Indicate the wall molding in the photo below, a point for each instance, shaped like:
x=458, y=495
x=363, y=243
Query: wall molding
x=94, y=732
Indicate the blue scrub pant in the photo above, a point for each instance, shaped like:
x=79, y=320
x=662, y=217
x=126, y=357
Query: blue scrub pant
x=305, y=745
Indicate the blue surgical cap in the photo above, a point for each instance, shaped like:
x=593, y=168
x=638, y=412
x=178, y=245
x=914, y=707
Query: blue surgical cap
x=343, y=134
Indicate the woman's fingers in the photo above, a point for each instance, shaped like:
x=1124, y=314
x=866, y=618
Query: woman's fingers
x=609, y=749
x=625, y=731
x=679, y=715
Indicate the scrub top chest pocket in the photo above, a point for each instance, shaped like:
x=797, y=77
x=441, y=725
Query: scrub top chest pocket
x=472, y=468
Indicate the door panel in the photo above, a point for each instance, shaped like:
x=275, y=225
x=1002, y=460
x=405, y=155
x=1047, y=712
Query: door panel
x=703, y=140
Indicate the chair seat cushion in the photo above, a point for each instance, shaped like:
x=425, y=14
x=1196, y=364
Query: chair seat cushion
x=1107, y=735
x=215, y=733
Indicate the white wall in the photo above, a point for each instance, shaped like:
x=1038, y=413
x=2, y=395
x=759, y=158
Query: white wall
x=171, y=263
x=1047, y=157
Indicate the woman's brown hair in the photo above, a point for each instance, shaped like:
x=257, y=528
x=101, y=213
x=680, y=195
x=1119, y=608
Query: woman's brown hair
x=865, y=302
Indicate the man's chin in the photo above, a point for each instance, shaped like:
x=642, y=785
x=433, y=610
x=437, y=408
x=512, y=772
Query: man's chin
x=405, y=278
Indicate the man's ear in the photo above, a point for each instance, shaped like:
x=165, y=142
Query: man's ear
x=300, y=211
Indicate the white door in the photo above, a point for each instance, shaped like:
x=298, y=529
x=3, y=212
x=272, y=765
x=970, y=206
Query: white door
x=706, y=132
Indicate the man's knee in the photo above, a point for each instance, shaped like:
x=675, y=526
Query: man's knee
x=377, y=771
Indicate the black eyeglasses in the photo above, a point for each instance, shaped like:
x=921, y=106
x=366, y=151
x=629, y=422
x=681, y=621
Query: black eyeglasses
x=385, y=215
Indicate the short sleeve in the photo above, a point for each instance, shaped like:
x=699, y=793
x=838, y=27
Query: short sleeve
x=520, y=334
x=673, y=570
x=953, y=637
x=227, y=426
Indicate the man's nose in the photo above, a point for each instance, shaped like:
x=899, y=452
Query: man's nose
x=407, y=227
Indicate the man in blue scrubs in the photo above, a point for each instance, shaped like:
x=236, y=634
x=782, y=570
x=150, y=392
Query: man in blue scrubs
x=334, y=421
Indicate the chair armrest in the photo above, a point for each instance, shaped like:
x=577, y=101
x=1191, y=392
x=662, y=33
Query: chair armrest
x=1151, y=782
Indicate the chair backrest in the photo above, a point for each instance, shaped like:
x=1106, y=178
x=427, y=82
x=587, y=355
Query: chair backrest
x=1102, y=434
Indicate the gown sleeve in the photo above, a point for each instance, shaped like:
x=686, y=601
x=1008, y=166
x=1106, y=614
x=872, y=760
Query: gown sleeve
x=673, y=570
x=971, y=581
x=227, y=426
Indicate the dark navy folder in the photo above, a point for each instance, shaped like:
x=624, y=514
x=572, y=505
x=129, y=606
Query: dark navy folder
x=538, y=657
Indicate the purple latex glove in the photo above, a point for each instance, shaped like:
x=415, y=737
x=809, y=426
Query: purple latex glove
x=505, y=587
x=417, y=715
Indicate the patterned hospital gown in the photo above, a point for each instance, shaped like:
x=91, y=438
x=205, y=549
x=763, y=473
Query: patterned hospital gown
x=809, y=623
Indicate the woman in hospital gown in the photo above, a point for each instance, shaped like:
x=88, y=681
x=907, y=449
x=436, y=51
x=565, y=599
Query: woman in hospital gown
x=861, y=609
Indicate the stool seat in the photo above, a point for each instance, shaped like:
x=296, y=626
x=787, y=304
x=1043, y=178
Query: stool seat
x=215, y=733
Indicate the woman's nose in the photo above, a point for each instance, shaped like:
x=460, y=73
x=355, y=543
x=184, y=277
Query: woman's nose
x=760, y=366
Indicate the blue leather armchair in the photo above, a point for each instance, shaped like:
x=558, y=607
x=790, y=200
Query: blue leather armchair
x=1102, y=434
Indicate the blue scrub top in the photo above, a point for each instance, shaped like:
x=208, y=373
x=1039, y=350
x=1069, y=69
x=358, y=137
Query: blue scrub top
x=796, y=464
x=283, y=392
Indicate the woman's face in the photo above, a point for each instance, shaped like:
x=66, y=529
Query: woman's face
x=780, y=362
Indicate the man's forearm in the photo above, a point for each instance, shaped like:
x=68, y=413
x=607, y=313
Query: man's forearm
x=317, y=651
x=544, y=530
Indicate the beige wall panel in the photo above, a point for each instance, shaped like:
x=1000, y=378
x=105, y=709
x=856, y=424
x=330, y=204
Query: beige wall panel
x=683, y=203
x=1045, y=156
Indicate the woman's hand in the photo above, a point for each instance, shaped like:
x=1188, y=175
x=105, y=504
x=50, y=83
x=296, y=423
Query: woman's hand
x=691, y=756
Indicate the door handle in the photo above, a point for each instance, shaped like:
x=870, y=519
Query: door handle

------------

Can you format every line of the entries above as a JSON list of strings, one string per line, with blank lines left out?

[
  "Indicate the wall molding in the photo below, a point for each instance, shaped like:",
  "x=458, y=495",
  "x=363, y=243",
  "Query: wall molding",
  "x=94, y=732",
  "Indicate the blue scrub pant in the photo above, a point for each instance, shaped like:",
  "x=79, y=320",
  "x=662, y=217",
  "x=126, y=357",
  "Query: blue scrub pant",
  "x=305, y=745",
  "Indicate the blue surgical cap in the photo above, a point for each instance, shaped like:",
  "x=593, y=168",
  "x=638, y=412",
  "x=178, y=245",
  "x=914, y=707",
  "Query: blue surgical cap",
  "x=343, y=134",
  "Indicate the woman's fingers in the photo above, a point for each instance, shaped like:",
  "x=1124, y=314",
  "x=866, y=618",
  "Query: woman's fingers",
  "x=609, y=749",
  "x=625, y=731",
  "x=679, y=715",
  "Indicate the scrub top chest pocket in the photo above, a point for each instance, shaped like:",
  "x=797, y=77",
  "x=441, y=725",
  "Query: scrub top chest pocket",
  "x=472, y=468",
  "Indicate the door panel in the photo above, a point for each instance, shaped like:",
  "x=275, y=225",
  "x=1002, y=460",
  "x=405, y=155",
  "x=1047, y=712",
  "Query: door panel",
  "x=703, y=140",
  "Indicate the chair seat cushion in the photo above, a point for each instance, shaped like:",
  "x=425, y=14",
  "x=1196, y=364",
  "Query: chair seat cushion",
  "x=1107, y=735",
  "x=215, y=733",
  "Indicate the white wall in the photo above, a point for each instance, shaped like:",
  "x=1038, y=413",
  "x=2, y=395",
  "x=759, y=158",
  "Query: white wall",
  "x=171, y=263",
  "x=1047, y=157",
  "Indicate the woman's brown hair in the photo above, a point for each instance, shaped like:",
  "x=257, y=528",
  "x=101, y=213",
  "x=680, y=195",
  "x=1119, y=608",
  "Query: woman's brown hair",
  "x=865, y=302",
  "Indicate the man's chin in the photo above, a point for each instance, shaped like:",
  "x=642, y=785",
  "x=433, y=610",
  "x=437, y=408",
  "x=512, y=772",
  "Query: man's chin",
  "x=405, y=278",
  "Indicate the man's ear in the photo above, a point for each instance, shaped like:",
  "x=165, y=142",
  "Query: man's ear",
  "x=300, y=211",
  "Indicate the white door in the photo above, a point for each instance, shaped like:",
  "x=298, y=529",
  "x=3, y=212",
  "x=272, y=765",
  "x=970, y=206",
  "Query: white door",
  "x=706, y=132",
  "Indicate the man's knee in the photo above, a point for each instance, shaped like:",
  "x=675, y=526",
  "Query: man's knee",
  "x=377, y=771",
  "Indicate the black eyeglasses in the photo above, a point for each instance, shaped like:",
  "x=921, y=106",
  "x=366, y=151",
  "x=629, y=422",
  "x=681, y=621",
  "Query: black eyeglasses",
  "x=385, y=215",
  "Indicate the short sleeve in the photo above, a point for each instance, shaped like:",
  "x=699, y=793",
  "x=838, y=27",
  "Query: short sleeve",
  "x=520, y=334",
  "x=673, y=570",
  "x=953, y=637",
  "x=227, y=426",
  "Indicate the man's nose in the photo above, a point for each instance, shaped like:",
  "x=899, y=452",
  "Query: man's nose",
  "x=407, y=227",
  "Indicate the man in blue scrubs in the photo above, a point for each instance, shaped like:",
  "x=236, y=634",
  "x=782, y=570",
  "x=150, y=392",
  "Query: man in blue scrubs",
  "x=334, y=421",
  "Indicate the chair armrest in the photo above, a point for each instance, shaped like:",
  "x=577, y=101",
  "x=1191, y=392",
  "x=662, y=33",
  "Query: chair armrest",
  "x=1151, y=782",
  "Indicate the chair backrest in the photo above, a point for each instance, shaped like:",
  "x=1106, y=178",
  "x=427, y=82",
  "x=587, y=355",
  "Query: chair backrest",
  "x=1102, y=434",
  "Indicate the gown sleeve in the photo above, a point for each instance, shaped like:",
  "x=686, y=601",
  "x=1008, y=166",
  "x=1106, y=614",
  "x=872, y=760",
  "Query: gown sleeve",
  "x=673, y=570",
  "x=971, y=581",
  "x=227, y=426",
  "Indicate the dark navy folder in the photo above, a point for each instance, shaped like:",
  "x=624, y=514",
  "x=572, y=505",
  "x=129, y=606",
  "Query: dark navy folder",
  "x=538, y=657",
  "Indicate the purple latex glove in the photo above, a point for each instance, shaped like:",
  "x=415, y=737",
  "x=809, y=426",
  "Query: purple latex glove",
  "x=505, y=587",
  "x=417, y=715",
  "Indicate the patterned hospital gown in the photo above, a point for each instance, shaped like:",
  "x=91, y=438",
  "x=205, y=549",
  "x=763, y=473",
  "Query: patterned hospital gown",
  "x=809, y=623",
  "Indicate the woman in hospital gown in the photo above, a point for each instance, shaped like:",
  "x=88, y=681",
  "x=907, y=449",
  "x=436, y=51",
  "x=565, y=599",
  "Query: woman in hospital gown",
  "x=861, y=609",
  "Indicate the stool seat in the photo above, a point for each instance, shaped like:",
  "x=296, y=626",
  "x=787, y=304",
  "x=1043, y=178",
  "Query: stool seat",
  "x=215, y=733",
  "Indicate the woman's nose in the photo above, a point for each instance, shaped like:",
  "x=460, y=73",
  "x=355, y=543",
  "x=184, y=277",
  "Query: woman's nose",
  "x=760, y=366",
  "Indicate the blue leather armchair in the photo above, a point for each instance, shaped like:",
  "x=558, y=607",
  "x=790, y=200",
  "Query: blue leather armchair",
  "x=1102, y=434",
  "Indicate the blue scrub top in the photo above, a point for each instance, shaped like:",
  "x=208, y=373",
  "x=1039, y=350",
  "x=1069, y=69",
  "x=358, y=137",
  "Query: blue scrub top",
  "x=796, y=464",
  "x=283, y=392",
  "Indicate the woman's face in the photo above, a point for each instance, shaped like:",
  "x=66, y=529",
  "Query: woman's face",
  "x=780, y=362",
  "Indicate the man's forearm in the photo above, a point for each instance, shaped like:",
  "x=68, y=413",
  "x=607, y=313",
  "Query: man's forearm",
  "x=317, y=651",
  "x=544, y=530",
  "Indicate the beige wall panel in the photo above, a point for each instance, shaped like:",
  "x=1000, y=378",
  "x=105, y=709",
  "x=856, y=424",
  "x=330, y=204",
  "Query: beige wall panel",
  "x=683, y=203",
  "x=1045, y=156",
  "Indicate the woman's hand in the photo above, a point for each instance, shaped like:",
  "x=1188, y=175",
  "x=105, y=504",
  "x=50, y=83",
  "x=296, y=423",
  "Query: woman's hand",
  "x=691, y=756",
  "Indicate the door handle in the photo above, a point for each instance, shaped like:",
  "x=870, y=519",
  "Query: door handle"
]